(Entries from a dataset)
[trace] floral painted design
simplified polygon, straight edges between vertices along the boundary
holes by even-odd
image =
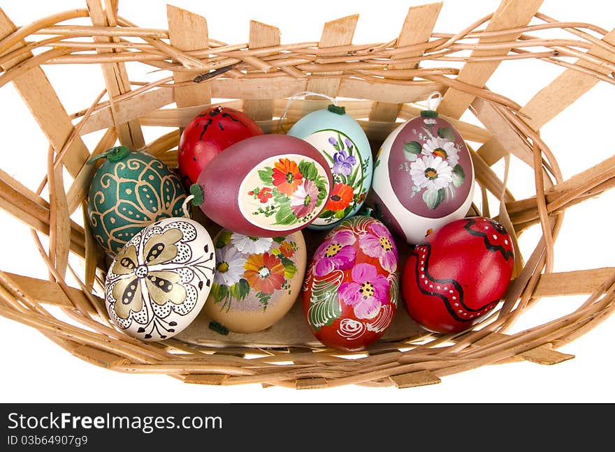
[[[440,157],[454,168],[459,163],[459,156],[454,142],[444,138],[433,137],[429,138],[423,144],[422,154]]]
[[[428,191],[437,192],[447,187],[453,181],[452,173],[453,169],[441,157],[423,157],[410,164],[414,186],[426,188]]]
[[[201,240],[195,227],[170,220],[134,236],[107,275],[106,299],[114,323],[146,340],[173,336],[178,317],[192,314],[199,292],[209,291],[214,274],[210,246],[205,242],[193,253]]]
[[[359,239],[361,249],[370,257],[377,257],[380,265],[388,271],[397,270],[397,248],[389,229],[375,223]]]
[[[291,210],[298,218],[303,218],[314,211],[318,200],[318,187],[308,179],[291,195]]]
[[[354,190],[352,190],[352,187],[345,183],[336,183],[327,199],[324,208],[333,211],[342,211],[350,205],[354,197]]]
[[[155,157],[132,152],[120,161],[105,160],[92,177],[87,198],[92,234],[115,255],[152,223],[184,216],[185,199],[179,178]]]
[[[299,155],[273,157],[249,173],[239,206],[247,219],[273,230],[312,220],[324,207],[329,183],[324,168]],[[245,190],[245,191],[244,191]]]
[[[273,239],[270,237],[254,237],[233,232],[231,235],[233,246],[243,254],[256,254],[268,251],[271,248]]]
[[[271,178],[277,191],[290,196],[301,184],[303,175],[295,162],[288,158],[280,158],[273,165]]]
[[[397,266],[393,237],[381,222],[366,216],[342,221],[316,250],[303,287],[317,337],[349,349],[382,336],[396,310]]]
[[[459,165],[461,145],[456,142],[453,130],[440,127],[435,130],[435,118],[425,118],[424,134],[419,133],[419,141],[404,144],[405,161],[399,170],[410,173],[412,181],[411,197],[422,192],[423,201],[434,209],[445,200],[455,197],[465,180],[465,174]],[[413,133],[416,130],[413,130]]]
[[[216,253],[216,273],[214,282],[232,286],[239,282],[244,272],[247,258],[235,247],[229,247],[224,252]]]
[[[217,273],[210,297],[220,310],[240,303],[267,309],[272,296],[288,291],[297,271],[293,236],[258,239],[223,229],[215,242]]]
[[[370,264],[357,264],[352,282],[340,286],[340,301],[354,309],[359,319],[372,319],[389,301],[389,280]]]
[[[319,150],[329,162],[334,184],[324,210],[314,224],[328,225],[348,216],[363,204],[367,193],[363,186],[368,176],[370,163],[361,158],[353,141],[340,132],[320,130],[313,135],[319,134],[328,137],[324,142],[331,147],[319,147]],[[319,139],[321,146],[322,142]]]
[[[284,265],[275,255],[250,255],[244,269],[243,276],[254,290],[270,295],[282,289],[284,282]]]
[[[333,270],[347,270],[354,265],[356,250],[352,244],[356,241],[354,234],[348,230],[338,231],[326,240],[314,253],[314,273],[324,276]]]
[[[329,142],[334,140],[333,137],[329,138]],[[346,139],[347,144],[349,143],[349,140]],[[352,149],[352,146],[349,146]],[[339,152],[333,154],[333,167],[331,170],[335,174],[344,174],[347,177],[352,172],[352,167],[356,165],[356,158],[354,156],[349,156],[348,153],[342,149]]]

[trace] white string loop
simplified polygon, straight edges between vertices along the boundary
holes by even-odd
[[[278,130],[281,130],[282,132],[286,132],[284,130],[284,120],[286,119],[286,115],[288,113],[289,110],[290,110],[291,104],[293,103],[296,99],[299,99],[302,97],[305,97],[306,96],[318,96],[322,98],[325,98],[331,100],[333,104],[337,107],[338,106],[338,100],[335,98],[332,98],[330,96],[327,96],[326,94],[321,94],[320,93],[313,93],[312,91],[301,91],[297,93],[296,94],[294,94],[290,98],[289,98],[288,102],[286,104],[286,108],[284,109],[284,112],[282,114],[282,116],[280,116],[280,121],[277,123],[277,128]]]
[[[434,96],[435,97],[434,98]],[[442,93],[440,91],[433,91],[429,95],[429,97],[427,98],[427,110],[435,112],[440,106],[440,103],[442,102]]]

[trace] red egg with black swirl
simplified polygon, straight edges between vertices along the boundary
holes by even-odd
[[[399,298],[398,253],[380,221],[342,221],[314,254],[303,284],[303,313],[321,342],[363,350],[391,324]]]
[[[405,306],[429,331],[468,329],[500,302],[514,266],[512,240],[502,225],[484,217],[454,221],[410,253],[401,278]]]

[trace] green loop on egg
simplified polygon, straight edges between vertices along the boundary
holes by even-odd
[[[129,153],[130,149],[125,146],[116,146],[110,149],[108,149],[101,154],[92,157],[87,160],[87,164],[92,165],[101,158],[106,158],[110,162],[119,162],[120,160],[123,160]]]
[[[424,118],[437,118],[437,112],[434,110],[423,110],[421,112],[421,116]]]
[[[190,194],[194,197],[192,198],[192,205],[200,206],[204,200],[204,195],[203,194],[203,188],[198,183],[193,183],[190,186]]]
[[[327,107],[327,110],[331,113],[335,113],[335,114],[346,114],[346,107],[344,106],[338,107],[338,105],[331,104]]]

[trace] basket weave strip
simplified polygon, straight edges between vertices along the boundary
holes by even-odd
[[[0,10],[0,86],[14,84],[50,143],[48,171],[37,190],[0,170],[0,206],[31,229],[50,271],[49,281],[0,271],[0,315],[37,329],[86,361],[119,372],[166,374],[194,384],[313,389],[411,387],[488,364],[557,363],[572,357],[557,348],[612,313],[615,269],[552,271],[564,212],[615,185],[615,157],[565,180],[540,128],[599,82],[615,84],[615,31],[558,22],[538,12],[540,0],[504,0],[493,14],[454,33],[433,32],[442,4],[433,3],[410,8],[398,37],[384,43],[353,43],[359,17],[351,15],[325,24],[319,41],[296,44],[282,44],[278,29],[252,21],[249,42],[233,45],[210,38],[204,17],[176,7],[167,7],[167,31],[122,17],[117,2],[85,3],[82,9],[19,28]],[[84,24],[88,17],[91,24]],[[533,19],[536,23],[530,24]],[[554,30],[561,36],[540,36]],[[489,89],[486,83],[502,61],[526,59],[564,70],[524,106]],[[124,64],[129,61],[168,72],[153,82],[131,80]],[[89,106],[67,112],[43,67],[92,63],[100,65],[104,89],[99,87]],[[518,237],[526,228],[538,224],[542,232],[529,256],[517,253],[514,280],[501,308],[472,331],[381,340],[360,357],[298,346],[292,338],[278,347],[224,338],[196,346],[177,339],[144,343],[118,332],[97,295],[104,282],[104,255],[85,217],[85,226],[70,218],[80,208],[85,215],[94,170],[87,159],[119,141],[175,166],[182,128],[212,99],[234,99],[222,105],[243,110],[266,133],[282,133],[326,105],[310,96],[288,105],[287,98],[305,91],[349,98],[346,111],[358,119],[374,149],[396,121],[419,113],[421,107],[413,103],[434,91],[443,93],[439,112],[478,146],[471,153],[482,202],[472,213],[497,218],[512,232],[517,252]],[[173,103],[174,107],[163,109]],[[460,120],[467,110],[481,126]],[[173,129],[146,143],[142,128],[149,126]],[[104,133],[89,149],[82,137],[96,130]],[[507,189],[512,157],[533,168],[535,195],[518,199]],[[491,168],[502,158],[503,180]],[[64,168],[72,178],[66,190]],[[497,202],[490,206],[493,198]],[[41,234],[49,236],[47,248]],[[85,259],[83,274],[69,264],[71,253]],[[78,288],[66,283],[68,274]],[[542,297],[572,294],[588,295],[567,315],[507,333]],[[56,318],[49,306],[71,322]]]

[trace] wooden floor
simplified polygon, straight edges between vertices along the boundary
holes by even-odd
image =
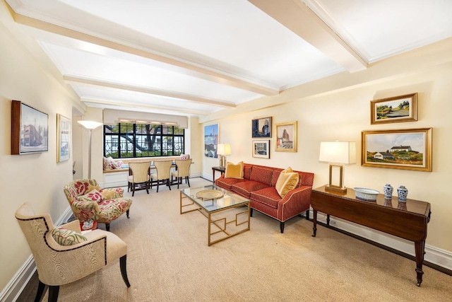
[[[37,284],[39,284],[39,279],[37,279],[37,271],[35,271],[30,281],[25,285],[25,289],[20,293],[18,301],[20,302],[29,302],[34,301],[36,297],[36,292],[37,291]],[[47,288],[45,290],[47,291]]]

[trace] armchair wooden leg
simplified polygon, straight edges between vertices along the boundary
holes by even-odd
[[[124,281],[126,286],[130,287],[130,283],[129,282],[129,278],[127,278],[127,269],[126,269],[127,255],[124,255],[119,259],[119,265],[121,266],[121,274],[122,275],[122,279]]]
[[[37,291],[36,292],[36,297],[35,297],[35,302],[41,302],[42,296],[45,292],[46,286],[47,285],[41,282],[41,280],[40,280],[40,283],[37,284]]]
[[[56,302],[59,291],[59,286],[58,285],[49,286],[49,302]]]

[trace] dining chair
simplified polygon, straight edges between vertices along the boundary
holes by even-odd
[[[132,197],[135,191],[145,190],[149,194],[150,161],[129,163],[129,190],[132,190]]]
[[[172,184],[172,178],[176,178],[177,180],[177,189],[179,189],[179,185],[182,183],[182,178],[185,178],[185,183],[190,187],[190,166],[191,165],[192,159],[177,159],[176,161],[176,170],[171,173],[171,183]]]
[[[172,161],[154,161],[155,166],[155,173],[150,175],[150,188],[153,187],[153,183],[157,184],[157,192],[158,192],[158,186],[160,184],[165,184],[170,190],[170,176],[171,175],[171,167],[172,166]]]

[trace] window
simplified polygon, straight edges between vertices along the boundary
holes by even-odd
[[[118,123],[104,125],[104,156],[113,158],[183,154],[185,133],[176,126]]]

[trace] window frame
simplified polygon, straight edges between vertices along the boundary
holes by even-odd
[[[117,128],[117,132],[113,132],[114,127]],[[145,129],[148,132],[143,134]],[[103,153],[105,157],[112,156],[113,158],[118,159],[140,158],[177,156],[185,153],[185,129],[177,126],[117,123],[114,125],[104,124],[103,132]],[[138,148],[139,142],[142,143],[140,146],[143,149],[143,146],[146,144],[145,142],[151,139],[152,142],[148,143],[147,150],[139,151],[140,148]],[[168,141],[171,141],[171,144],[168,144]],[[113,149],[114,143],[117,145],[116,151],[114,151]],[[132,150],[127,148],[131,144],[133,147]],[[182,146],[178,146],[180,144]],[[124,146],[126,150],[123,150]],[[152,149],[149,149],[150,146],[153,146]],[[139,156],[139,153],[145,153],[145,155]]]

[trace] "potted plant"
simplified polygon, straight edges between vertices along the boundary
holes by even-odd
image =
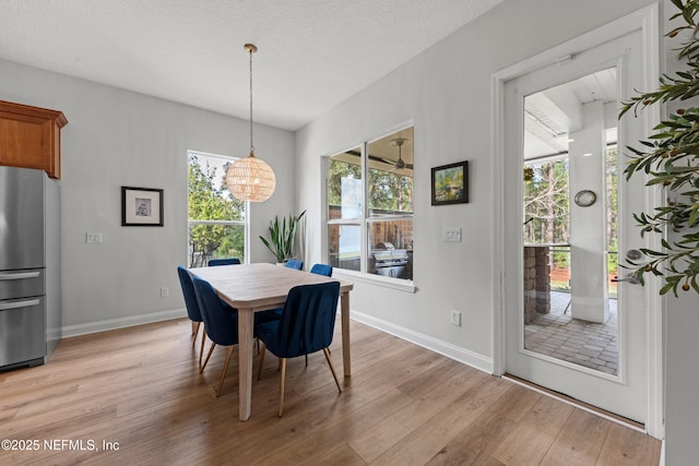
[[[667,33],[675,37],[689,33],[689,39],[679,49],[678,58],[686,61],[687,70],[674,76],[664,74],[656,91],[638,95],[624,104],[619,118],[630,109],[638,111],[657,101],[695,100],[699,96],[699,3],[671,0],[680,12],[672,19],[682,17],[686,25]],[[691,100],[690,100],[691,101]],[[666,191],[665,205],[654,212],[635,214],[633,218],[645,234],[670,230],[671,239],[662,239],[662,251],[641,249],[645,260],[630,262],[633,274],[643,283],[643,275],[662,276],[661,295],[672,290],[694,289],[699,292],[699,108],[680,108],[661,121],[650,141],[641,141],[640,150],[627,147],[631,159],[625,172],[627,179],[637,172],[650,175],[649,187],[661,187]]]
[[[305,214],[306,211],[297,216],[289,214],[288,218],[283,217],[281,222],[275,215],[274,220],[270,222],[270,239],[260,235],[260,240],[274,254],[277,263],[286,262],[294,256],[296,228]]]

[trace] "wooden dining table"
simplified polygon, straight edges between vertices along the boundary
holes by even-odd
[[[248,420],[251,411],[253,314],[284,307],[288,291],[295,286],[327,282],[340,283],[342,365],[344,377],[351,375],[350,291],[354,287],[352,282],[266,263],[193,267],[189,271],[209,282],[221,299],[238,310],[238,386],[240,398],[238,414],[240,420]]]

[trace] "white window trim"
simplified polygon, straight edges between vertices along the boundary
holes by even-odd
[[[378,285],[378,286],[382,286],[386,288],[390,288],[390,289],[395,289],[399,291],[405,291],[405,292],[416,292],[417,291],[417,287],[415,286],[414,279],[405,279],[405,278],[391,278],[391,277],[386,277],[382,275],[377,275],[377,274],[369,274],[367,273],[367,263],[368,263],[368,251],[369,251],[369,246],[368,246],[368,229],[369,229],[369,224],[375,223],[375,222],[383,222],[383,220],[388,220],[389,218],[383,218],[383,217],[369,217],[368,216],[368,205],[369,205],[369,199],[368,199],[368,190],[366,189],[366,182],[368,180],[368,164],[367,164],[367,151],[368,151],[368,146],[372,141],[376,141],[378,139],[384,138],[387,134],[391,134],[393,132],[400,131],[402,129],[405,128],[410,128],[410,127],[414,127],[414,123],[411,122],[406,122],[404,124],[398,126],[393,129],[391,129],[390,131],[381,134],[378,138],[372,138],[370,140],[366,140],[363,141],[362,143],[358,144],[353,144],[352,146],[345,148],[344,151],[337,151],[337,152],[333,152],[332,154],[328,154],[325,156],[323,156],[323,163],[320,164],[321,165],[321,170],[322,170],[322,175],[321,175],[321,180],[323,180],[323,186],[322,186],[322,212],[323,212],[323,235],[322,235],[322,258],[323,261],[325,261],[327,263],[329,263],[330,259],[329,259],[329,254],[328,254],[328,244],[330,242],[329,238],[328,238],[328,230],[329,230],[329,226],[330,225],[358,225],[359,229],[360,229],[360,237],[362,237],[362,241],[360,241],[360,246],[359,246],[359,254],[360,254],[360,260],[359,260],[359,271],[352,271],[352,270],[347,270],[347,268],[340,268],[340,267],[334,267],[333,268],[333,276],[337,276],[340,278],[347,278],[354,282],[359,282],[359,283],[366,283],[366,284],[370,284],[370,285]],[[360,218],[335,218],[335,219],[330,219],[328,217],[328,169],[330,168],[330,159],[333,155],[336,154],[342,154],[343,152],[347,152],[347,151],[352,151],[356,147],[359,147],[362,151],[362,159],[360,159],[360,164],[362,164],[362,180],[363,180],[363,206],[362,206],[362,217]],[[414,214],[406,214],[403,216],[400,216],[401,218],[411,218],[414,220]],[[395,219],[395,218],[391,218],[391,219]],[[413,274],[415,273],[415,271],[413,271]],[[414,275],[413,275],[414,277]]]
[[[188,150],[187,151],[188,172],[189,172],[189,157],[191,155],[201,155],[204,157],[222,158],[230,162],[235,162],[240,158],[240,157],[234,157],[229,155],[213,154],[210,152]],[[187,184],[188,184],[187,188],[189,189],[189,182]],[[188,243],[189,243],[189,227],[191,225],[242,225],[245,228],[244,235],[242,235],[242,247],[245,249],[244,262],[246,264],[250,263],[250,201],[245,201],[245,219],[242,220],[192,220],[189,218],[189,199],[188,199],[187,200],[187,231],[188,231],[187,242]]]

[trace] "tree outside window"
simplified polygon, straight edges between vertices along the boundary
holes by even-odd
[[[225,183],[234,158],[188,154],[188,265],[205,266],[212,259],[245,262],[246,203],[235,199]]]

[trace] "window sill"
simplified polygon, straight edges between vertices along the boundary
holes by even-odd
[[[344,268],[333,268],[332,276],[351,279],[353,282],[362,282],[369,285],[378,285],[384,288],[396,289],[399,291],[417,291],[417,287],[413,280],[388,278],[381,275],[362,274],[359,272],[346,271]]]

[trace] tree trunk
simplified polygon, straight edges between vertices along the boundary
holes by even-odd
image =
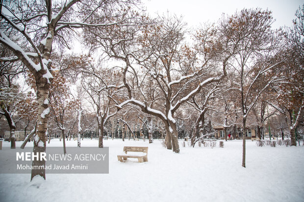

### Objective:
Rewrite everything from the line containing "[trace] tree trunk" down to the end of the records as a numbered list. Skip blank lines and leave the pictures out.

### Response to this task:
1. [trace] tree trunk
2. simplified polygon, straight edges between vertices along the boundary
3. holes by even-odd
4. image =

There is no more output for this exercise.